**Goal of the exercise**
For each line below that includes the word "outline", make a copy.

**Records shown**

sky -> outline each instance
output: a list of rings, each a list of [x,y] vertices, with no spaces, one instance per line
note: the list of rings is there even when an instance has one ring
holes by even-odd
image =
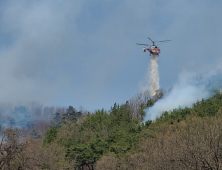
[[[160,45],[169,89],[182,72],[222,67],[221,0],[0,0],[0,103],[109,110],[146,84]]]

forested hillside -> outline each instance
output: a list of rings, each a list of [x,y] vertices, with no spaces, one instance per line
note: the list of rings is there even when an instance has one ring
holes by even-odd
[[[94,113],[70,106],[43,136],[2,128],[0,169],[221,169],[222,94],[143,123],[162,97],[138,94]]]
==
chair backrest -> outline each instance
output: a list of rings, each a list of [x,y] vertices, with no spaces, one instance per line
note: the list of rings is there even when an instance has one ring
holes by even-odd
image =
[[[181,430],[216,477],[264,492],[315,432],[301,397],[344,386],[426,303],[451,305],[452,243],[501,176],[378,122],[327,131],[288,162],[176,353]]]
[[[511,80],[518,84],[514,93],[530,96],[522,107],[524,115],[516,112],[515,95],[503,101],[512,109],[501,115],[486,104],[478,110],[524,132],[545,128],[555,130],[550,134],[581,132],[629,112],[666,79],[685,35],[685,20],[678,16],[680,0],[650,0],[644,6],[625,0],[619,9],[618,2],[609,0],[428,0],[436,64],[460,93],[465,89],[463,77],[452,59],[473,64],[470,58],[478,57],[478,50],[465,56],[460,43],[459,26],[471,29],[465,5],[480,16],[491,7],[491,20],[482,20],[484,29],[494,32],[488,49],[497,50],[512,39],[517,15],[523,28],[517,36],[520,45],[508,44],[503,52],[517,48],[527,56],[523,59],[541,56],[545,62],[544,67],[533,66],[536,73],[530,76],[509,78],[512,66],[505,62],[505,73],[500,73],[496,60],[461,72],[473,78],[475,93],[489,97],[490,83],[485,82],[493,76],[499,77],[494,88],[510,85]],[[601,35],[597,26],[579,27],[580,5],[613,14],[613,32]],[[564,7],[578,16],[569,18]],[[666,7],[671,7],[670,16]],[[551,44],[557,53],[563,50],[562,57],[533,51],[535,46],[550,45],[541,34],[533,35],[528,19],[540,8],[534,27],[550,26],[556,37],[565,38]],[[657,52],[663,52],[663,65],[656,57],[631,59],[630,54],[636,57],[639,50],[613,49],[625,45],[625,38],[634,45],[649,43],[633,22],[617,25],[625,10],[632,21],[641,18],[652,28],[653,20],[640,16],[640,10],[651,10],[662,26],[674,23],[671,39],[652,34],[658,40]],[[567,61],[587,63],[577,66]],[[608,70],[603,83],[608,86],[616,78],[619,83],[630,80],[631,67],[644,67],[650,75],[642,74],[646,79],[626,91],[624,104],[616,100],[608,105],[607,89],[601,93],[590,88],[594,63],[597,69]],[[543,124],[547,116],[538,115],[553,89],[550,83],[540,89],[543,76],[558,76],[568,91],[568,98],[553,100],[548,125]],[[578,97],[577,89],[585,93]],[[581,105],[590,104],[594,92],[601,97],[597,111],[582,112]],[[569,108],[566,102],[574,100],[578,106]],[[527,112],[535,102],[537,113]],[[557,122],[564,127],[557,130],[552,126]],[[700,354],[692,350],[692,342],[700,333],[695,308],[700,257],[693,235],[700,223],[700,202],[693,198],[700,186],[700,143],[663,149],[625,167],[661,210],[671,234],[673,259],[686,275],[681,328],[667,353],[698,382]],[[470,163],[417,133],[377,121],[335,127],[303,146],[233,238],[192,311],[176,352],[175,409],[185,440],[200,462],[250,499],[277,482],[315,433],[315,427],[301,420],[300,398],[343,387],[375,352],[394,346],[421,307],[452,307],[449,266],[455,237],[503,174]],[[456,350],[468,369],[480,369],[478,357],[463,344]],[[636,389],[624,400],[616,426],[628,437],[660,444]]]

**Answer for this exercise**
sky -> outline each instance
forested hillside -> outline each instance
chair backrest -> outline each instance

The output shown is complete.